(Point labeling data)

'''

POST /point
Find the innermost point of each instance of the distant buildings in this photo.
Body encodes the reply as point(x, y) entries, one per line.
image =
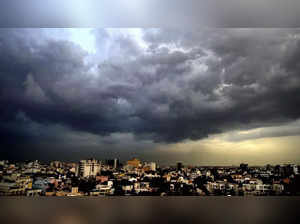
point(89, 168)
point(134, 163)
point(179, 166)
point(145, 178)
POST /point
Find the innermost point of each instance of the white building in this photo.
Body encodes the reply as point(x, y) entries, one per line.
point(89, 168)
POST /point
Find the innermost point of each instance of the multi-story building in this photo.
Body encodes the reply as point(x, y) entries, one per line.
point(88, 168)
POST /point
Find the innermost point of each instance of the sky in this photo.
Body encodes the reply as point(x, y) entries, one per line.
point(200, 96)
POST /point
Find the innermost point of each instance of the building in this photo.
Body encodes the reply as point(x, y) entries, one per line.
point(179, 166)
point(151, 166)
point(116, 163)
point(88, 168)
point(134, 162)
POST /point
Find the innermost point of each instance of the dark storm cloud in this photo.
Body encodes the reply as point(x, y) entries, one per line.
point(166, 87)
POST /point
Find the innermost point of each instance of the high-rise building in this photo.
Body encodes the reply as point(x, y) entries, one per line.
point(116, 163)
point(179, 166)
point(88, 168)
point(134, 162)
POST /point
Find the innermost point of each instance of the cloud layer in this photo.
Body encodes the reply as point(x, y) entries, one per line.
point(157, 85)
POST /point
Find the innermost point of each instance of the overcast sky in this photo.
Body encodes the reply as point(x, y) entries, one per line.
point(207, 96)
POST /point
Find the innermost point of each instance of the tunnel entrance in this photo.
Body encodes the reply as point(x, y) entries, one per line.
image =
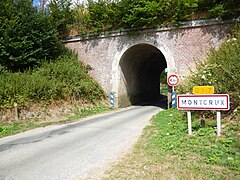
point(141, 66)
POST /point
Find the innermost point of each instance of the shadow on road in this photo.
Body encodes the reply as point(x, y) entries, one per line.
point(160, 102)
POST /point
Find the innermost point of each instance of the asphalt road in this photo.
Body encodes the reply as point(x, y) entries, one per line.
point(72, 151)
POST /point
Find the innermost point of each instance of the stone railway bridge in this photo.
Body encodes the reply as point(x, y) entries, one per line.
point(130, 66)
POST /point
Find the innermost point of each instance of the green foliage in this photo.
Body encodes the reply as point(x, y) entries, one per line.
point(221, 8)
point(220, 70)
point(63, 79)
point(104, 15)
point(11, 129)
point(61, 15)
point(171, 137)
point(27, 36)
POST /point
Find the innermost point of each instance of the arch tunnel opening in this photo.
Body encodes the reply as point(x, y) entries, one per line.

'''

> **Goal**
Reproduce all of the data above verbatim, line for line, but leave out the pictures.

> **Answer in full**
POST /point
Find the innermost point of each instance of the distant buildings in this photo.
Body encodes the reply as point(x, y) entries, one per line.
image =
point(89, 168)
point(134, 163)
point(179, 166)
point(145, 178)
POST /point
Find the innermost point of each instance of the white building in this photo.
Body encodes the reply as point(x, y) entries, one per line.
point(89, 168)
POST /point
Find the innermost point of each instance of the multi-story building in this photo.
Body encodes the reply as point(x, y) entries, one per line.
point(88, 168)
POST /point
Find the innermost point of each instance of the sky in this photo.
Body encodes the reply as point(x, y) entries, one per line.
point(200, 96)
POST /point
Find the innermost point of each instance of the building in this photo.
Body encodes the reply as point(x, y) entries, one per line.
point(179, 166)
point(151, 166)
point(116, 163)
point(88, 168)
point(134, 162)
POST /point
Find the innermost point of each instance of the dark storm cloud in this photo.
Body encodes the reply as point(x, y) entries, one per line.
point(166, 87)
POST /point
Find the innermost point of each instance of the high-rise building in this photo.
Body encodes the reply as point(x, y) entries, one per line.
point(116, 163)
point(179, 166)
point(88, 168)
point(134, 162)
POST /point
Find the innermost point of each instance of the cloud layer in this photo.
Body encodes the reply as point(x, y) entries, one per line.
point(157, 85)
POST /point
Find the innermost point of each instance of the overcast sky in this photo.
Body encodes the reply as point(x, y) entries, one per line.
point(207, 96)
POST /point
Find the innermost point of each instance of the tunnel entrance in this photo.
Body encodes the reply as point(x, y) entries, one per line.
image =
point(141, 66)
POST /point
Find the innermost point of each instance of the shadow on road in this photo.
Body encodes the reply as point(x, y) entries, one per line.
point(160, 102)
POST /point
Find the innermost point of each instance of the asphalt road in this photo.
Body encodes the reply as point(x, y) entries, one per line.
point(72, 151)
POST /point
Find the innermost point of each instance of the stone railway bridge in this photo.
Body encodes the reply as point(x, y) entries, one per line.
point(130, 66)
POST /point
Find the innermost point of each instance of the green foliage in this photo.
Body encodes the reply as point(x, y) entries, one per line.
point(221, 8)
point(220, 70)
point(63, 79)
point(104, 15)
point(11, 129)
point(61, 15)
point(171, 137)
point(27, 36)
POST /point
Find the innermost point of each instance of the arch tunnel opening in this photo.
Body encodes the reply as point(x, y) entries, one per line.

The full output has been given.